_Exercise details:_
Would you please transcribe, exactly as written, the lines of the entries below starting at the one that holds "My supervisor requested detection results for the sofa" and ending at the one that holds "My supervisor requested detection results for the armchair", both included?

─── Recorded data ───

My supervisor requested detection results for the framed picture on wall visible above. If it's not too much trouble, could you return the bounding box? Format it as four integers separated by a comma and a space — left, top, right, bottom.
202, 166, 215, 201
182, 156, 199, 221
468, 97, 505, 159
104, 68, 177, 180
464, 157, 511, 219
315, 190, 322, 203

───
─── Recorded data ───

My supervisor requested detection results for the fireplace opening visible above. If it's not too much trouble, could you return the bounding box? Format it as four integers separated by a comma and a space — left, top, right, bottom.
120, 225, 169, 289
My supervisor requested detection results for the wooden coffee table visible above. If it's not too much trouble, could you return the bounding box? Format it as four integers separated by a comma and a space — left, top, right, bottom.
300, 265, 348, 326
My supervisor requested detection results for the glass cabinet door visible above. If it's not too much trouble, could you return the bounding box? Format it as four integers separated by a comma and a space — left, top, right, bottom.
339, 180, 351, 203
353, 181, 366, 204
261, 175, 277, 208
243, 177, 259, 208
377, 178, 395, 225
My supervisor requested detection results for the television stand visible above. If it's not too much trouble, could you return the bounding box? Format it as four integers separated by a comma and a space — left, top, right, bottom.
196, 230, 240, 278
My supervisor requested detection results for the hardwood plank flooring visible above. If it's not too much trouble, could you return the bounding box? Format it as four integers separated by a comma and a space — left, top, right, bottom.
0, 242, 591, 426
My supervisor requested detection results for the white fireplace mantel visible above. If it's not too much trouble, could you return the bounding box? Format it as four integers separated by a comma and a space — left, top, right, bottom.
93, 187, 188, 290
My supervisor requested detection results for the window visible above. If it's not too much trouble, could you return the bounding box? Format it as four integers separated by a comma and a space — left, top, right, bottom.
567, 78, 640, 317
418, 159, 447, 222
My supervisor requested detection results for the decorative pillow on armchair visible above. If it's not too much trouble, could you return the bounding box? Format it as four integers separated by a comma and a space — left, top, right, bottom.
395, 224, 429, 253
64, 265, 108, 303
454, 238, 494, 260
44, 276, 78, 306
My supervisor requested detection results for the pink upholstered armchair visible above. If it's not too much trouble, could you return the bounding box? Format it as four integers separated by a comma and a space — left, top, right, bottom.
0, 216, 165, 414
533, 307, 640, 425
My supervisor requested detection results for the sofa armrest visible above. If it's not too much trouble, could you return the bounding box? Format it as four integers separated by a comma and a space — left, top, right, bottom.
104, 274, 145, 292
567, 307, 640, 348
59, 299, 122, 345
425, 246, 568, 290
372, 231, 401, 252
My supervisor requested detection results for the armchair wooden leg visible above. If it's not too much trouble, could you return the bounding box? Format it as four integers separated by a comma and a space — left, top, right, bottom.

───

_Answer area:_
My supervisor requested detection results for the sofa armrest visible above. If it's not too much trouble, could you return the bounding box? Format it as four integers separated by a comma and a space — left, top, right, bottom.
104, 274, 145, 292
567, 307, 640, 348
59, 299, 122, 345
425, 246, 568, 290
372, 231, 401, 252
My supervisor requested detection results for the armchair wooden leg visible above. If it's not too much trouble, could you return the bounding box? Format it as four integers separated by a comma and a space — left, top, right, bottom.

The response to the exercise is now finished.